**PROMPT**
Take the line with "For each instance of the qatar" and every line after it, through the end of the listing, and give them again exactly, pictures excluded.

start

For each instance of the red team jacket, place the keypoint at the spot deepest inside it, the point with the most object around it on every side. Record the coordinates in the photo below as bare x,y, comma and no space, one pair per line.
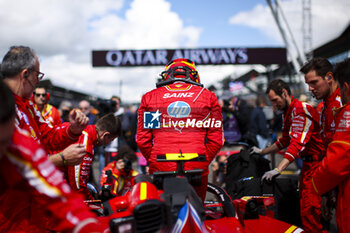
51,114
32,187
52,138
179,102
121,182
78,175
335,169
300,132
328,117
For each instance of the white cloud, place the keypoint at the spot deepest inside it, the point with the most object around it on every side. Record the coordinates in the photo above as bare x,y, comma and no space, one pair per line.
329,19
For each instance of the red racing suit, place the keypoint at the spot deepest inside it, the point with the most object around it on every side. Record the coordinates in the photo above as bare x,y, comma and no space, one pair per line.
301,134
121,182
51,138
181,105
32,188
328,117
51,114
335,169
79,175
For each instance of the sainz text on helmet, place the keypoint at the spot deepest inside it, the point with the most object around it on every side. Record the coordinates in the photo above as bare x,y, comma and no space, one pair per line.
180,69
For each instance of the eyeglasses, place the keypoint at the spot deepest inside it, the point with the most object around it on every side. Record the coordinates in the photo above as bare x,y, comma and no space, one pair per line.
38,95
40,75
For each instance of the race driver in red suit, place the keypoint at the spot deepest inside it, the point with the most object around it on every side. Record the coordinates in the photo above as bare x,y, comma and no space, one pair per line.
320,79
27,177
106,129
334,170
180,97
301,136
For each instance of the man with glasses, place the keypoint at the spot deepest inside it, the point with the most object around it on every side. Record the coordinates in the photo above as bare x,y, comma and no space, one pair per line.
21,72
85,107
48,112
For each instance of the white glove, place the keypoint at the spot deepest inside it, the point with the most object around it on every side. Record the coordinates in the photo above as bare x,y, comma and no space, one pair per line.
271,174
255,150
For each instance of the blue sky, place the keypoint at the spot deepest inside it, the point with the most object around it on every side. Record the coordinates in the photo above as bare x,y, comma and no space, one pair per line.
64,32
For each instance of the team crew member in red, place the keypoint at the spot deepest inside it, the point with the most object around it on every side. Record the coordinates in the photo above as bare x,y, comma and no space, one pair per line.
48,112
121,172
27,177
319,77
20,69
107,128
334,169
301,137
164,115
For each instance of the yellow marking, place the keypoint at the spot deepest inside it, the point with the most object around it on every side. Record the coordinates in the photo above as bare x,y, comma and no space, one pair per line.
51,190
183,156
143,191
291,229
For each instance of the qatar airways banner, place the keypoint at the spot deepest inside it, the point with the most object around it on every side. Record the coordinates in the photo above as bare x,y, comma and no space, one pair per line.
200,56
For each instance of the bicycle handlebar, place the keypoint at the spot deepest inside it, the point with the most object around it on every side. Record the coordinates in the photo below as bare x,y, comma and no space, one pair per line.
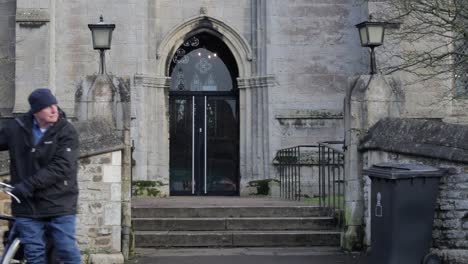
7,188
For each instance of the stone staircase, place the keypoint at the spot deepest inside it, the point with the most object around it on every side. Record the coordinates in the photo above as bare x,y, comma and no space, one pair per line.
244,224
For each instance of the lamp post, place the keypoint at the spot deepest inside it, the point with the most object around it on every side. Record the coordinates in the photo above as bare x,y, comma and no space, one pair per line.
371,34
102,37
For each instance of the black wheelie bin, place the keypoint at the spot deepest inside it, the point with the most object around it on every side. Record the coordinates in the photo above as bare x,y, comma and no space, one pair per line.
403,200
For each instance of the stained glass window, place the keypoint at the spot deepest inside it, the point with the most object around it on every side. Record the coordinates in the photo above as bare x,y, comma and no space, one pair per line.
201,64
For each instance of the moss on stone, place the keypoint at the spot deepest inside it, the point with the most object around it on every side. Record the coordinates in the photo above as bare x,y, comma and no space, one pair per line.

end

**RESULT**
For each instance of the qatar airways banner, place the keypoint at the spot deepest inside it, the point with the most object around it on every side. Record the coordinates in the photo above as bare x,y, comma and no space, one pair per line.
200,56
For each instance of the bicycle handlebar, place the keypoint at the spot deepest inside it, the point with the most object around it on every side. Record the coordinates in the photo below as bare x,y, comma and no space, one pair per line.
7,188
For each instance of the stone staircase, place the keypoint at the spot deepest inside it, the point with the most object around it on every side. Record the coordinates in the photo above as bare x,y, comma and no space, one pair per line.
244,224
For each instance of the lamp post, place the keypoint at the spot deepest inside it, the point with the most object around it on every side. Record the coordinates in the photo above as bare x,y, comma and no space, one pair per line.
371,34
102,37
For each instance of the black wheelie bin, place the keypoint at the spot deepest inside it, the point with the most object around it on every side. Record the coordinates in the photo above as bare x,y, comma and no space, one pair per line.
403,200
For each instance of the stained glass window, place the keypoint at the spot deepest inside it, the point with the most object around it on every side. Record the coordinates in the photo above as bare x,y, comma and no space, one pair per line.
201,64
For each instance of the moss on stone, place the keypoint at the spot deepest inside it, the point with the most object around it on every side. Record the coordinates in the photo above as bare x,y, comma and no space, one pair per line.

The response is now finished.